● Aim: Output the data that follows exactly, line for line.

Raw records
-- start --

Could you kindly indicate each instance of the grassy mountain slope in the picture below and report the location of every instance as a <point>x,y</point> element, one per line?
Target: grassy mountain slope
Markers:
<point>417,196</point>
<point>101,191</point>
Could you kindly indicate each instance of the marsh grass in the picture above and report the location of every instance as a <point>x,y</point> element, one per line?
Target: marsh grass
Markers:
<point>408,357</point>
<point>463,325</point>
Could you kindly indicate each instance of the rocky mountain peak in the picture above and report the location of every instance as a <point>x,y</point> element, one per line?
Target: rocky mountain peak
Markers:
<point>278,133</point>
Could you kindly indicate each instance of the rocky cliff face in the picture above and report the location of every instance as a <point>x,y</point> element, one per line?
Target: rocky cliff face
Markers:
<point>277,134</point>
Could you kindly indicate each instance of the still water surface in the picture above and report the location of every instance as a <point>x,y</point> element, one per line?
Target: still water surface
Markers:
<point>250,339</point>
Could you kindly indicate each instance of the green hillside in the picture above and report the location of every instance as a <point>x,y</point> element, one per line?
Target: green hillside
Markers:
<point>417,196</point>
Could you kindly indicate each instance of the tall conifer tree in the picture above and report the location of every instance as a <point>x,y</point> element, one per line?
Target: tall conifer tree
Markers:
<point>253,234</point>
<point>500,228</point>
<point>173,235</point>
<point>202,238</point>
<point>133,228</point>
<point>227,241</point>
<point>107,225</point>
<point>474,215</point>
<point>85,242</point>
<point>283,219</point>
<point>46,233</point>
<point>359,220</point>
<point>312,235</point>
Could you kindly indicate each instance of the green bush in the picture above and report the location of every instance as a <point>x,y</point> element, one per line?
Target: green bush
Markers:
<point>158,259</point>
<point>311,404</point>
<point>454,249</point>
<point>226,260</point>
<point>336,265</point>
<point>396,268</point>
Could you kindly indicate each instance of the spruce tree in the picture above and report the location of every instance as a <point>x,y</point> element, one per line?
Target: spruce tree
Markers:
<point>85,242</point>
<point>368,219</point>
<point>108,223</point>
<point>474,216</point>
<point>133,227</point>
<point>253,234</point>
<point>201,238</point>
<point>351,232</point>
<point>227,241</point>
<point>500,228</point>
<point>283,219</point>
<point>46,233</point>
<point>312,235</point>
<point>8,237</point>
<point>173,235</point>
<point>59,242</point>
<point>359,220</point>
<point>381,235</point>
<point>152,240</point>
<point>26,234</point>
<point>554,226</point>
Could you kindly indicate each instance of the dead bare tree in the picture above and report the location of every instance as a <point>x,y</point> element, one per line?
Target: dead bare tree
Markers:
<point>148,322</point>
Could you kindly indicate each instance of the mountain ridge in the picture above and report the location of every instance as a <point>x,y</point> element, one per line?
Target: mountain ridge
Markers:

-- end --

● Full output:
Could you kindly indicate each instance of the grassy mountain slope in the picture below and report the location of every instance as a <point>x,y</point> element, one per line?
Target: grassy mountain slope
Markers:
<point>417,196</point>
<point>101,191</point>
Could you kindly indicate each instance of the marsh grass in the picture above and report the location of every instance as a <point>x,y</point> element, one per line?
Target: marsh grass
Markers:
<point>408,357</point>
<point>463,325</point>
Could you kindly indicate each instance of the rocky mountain peak in the picture above and report the location of every instance as a <point>x,y</point> element, one per line?
Target: rocky mountain peak
Markers:
<point>278,133</point>
Could you kindly indicate each instance of the rocky cliff face in the picture above and report the location of every instance as a <point>x,y</point> element, one per line?
Target: rocky cliff face
Markers:
<point>277,134</point>
Could you kindly indicate each instance of the still water surface in the picture above and report the location of every instance as a <point>x,y</point> element, one per line?
Target: still water surface
Markers:
<point>250,339</point>
Could you kindly indicate each instance of the green hillside in the picture above and report the location of every instance as a <point>x,y</point> element, one per line?
Target: green hillside
Markers:
<point>417,196</point>
Could you kindly indicate each instance of the tall conifer tree in the picture above and report the location of every instance as a <point>x,y</point> element, one per line?
Target: tall conifer tree
Markers:
<point>253,234</point>
<point>500,228</point>
<point>173,235</point>
<point>202,238</point>
<point>133,228</point>
<point>227,241</point>
<point>107,225</point>
<point>474,215</point>
<point>85,242</point>
<point>283,219</point>
<point>46,233</point>
<point>359,220</point>
<point>312,235</point>
Could you kindly indicate each instance of the green bush in the picture above and report the location of every instance as a <point>x,y</point> element, one per line?
Target: green bush
Markers:
<point>158,259</point>
<point>311,404</point>
<point>454,249</point>
<point>226,260</point>
<point>336,265</point>
<point>396,268</point>
Could you kindly indicate each instance of the spruce tree in the picture above and report the location of every instance as a <point>x,y</point> element, one per line?
Target: spruce tree
Markers:
<point>85,242</point>
<point>368,219</point>
<point>108,223</point>
<point>474,216</point>
<point>133,227</point>
<point>253,234</point>
<point>201,238</point>
<point>351,232</point>
<point>227,241</point>
<point>500,228</point>
<point>283,219</point>
<point>46,233</point>
<point>312,235</point>
<point>8,237</point>
<point>173,235</point>
<point>59,242</point>
<point>359,220</point>
<point>381,235</point>
<point>152,240</point>
<point>26,234</point>
<point>554,226</point>
Could you kindly indicate each instance of the dead bare tree in the picture above and report the location of every instance as a <point>x,y</point> element, one per line?
Target: dead bare tree
Markers:
<point>148,322</point>
Could you kindly indicate each instance of the mountain ridge in the picture above and report the location of every instance as a <point>x,y</point> element, one per line?
Target: mountain ridge
Markers:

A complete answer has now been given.